** start of INPUT ROWS **

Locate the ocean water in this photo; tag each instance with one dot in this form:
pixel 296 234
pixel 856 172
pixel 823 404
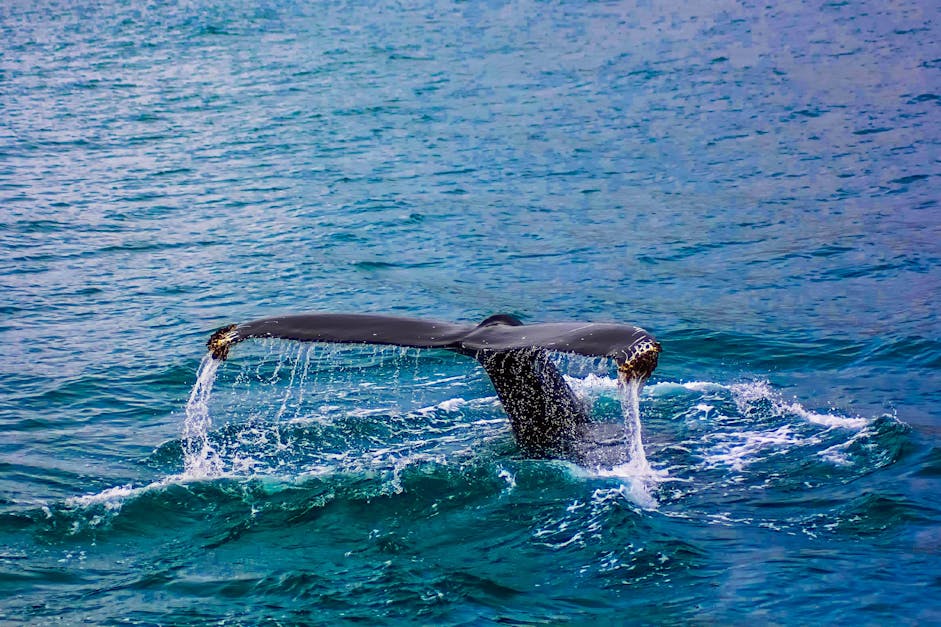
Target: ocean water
pixel 755 184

** end of INPUT ROWS **

§ **EXERCISE**
Write out the material above word for word, omitting the pictures.

§ **EXERCISE ANSWER**
Locate the ocean water in this photo; tag each instance with one dot in this form:
pixel 296 234
pixel 856 172
pixel 823 404
Target: ocean water
pixel 755 184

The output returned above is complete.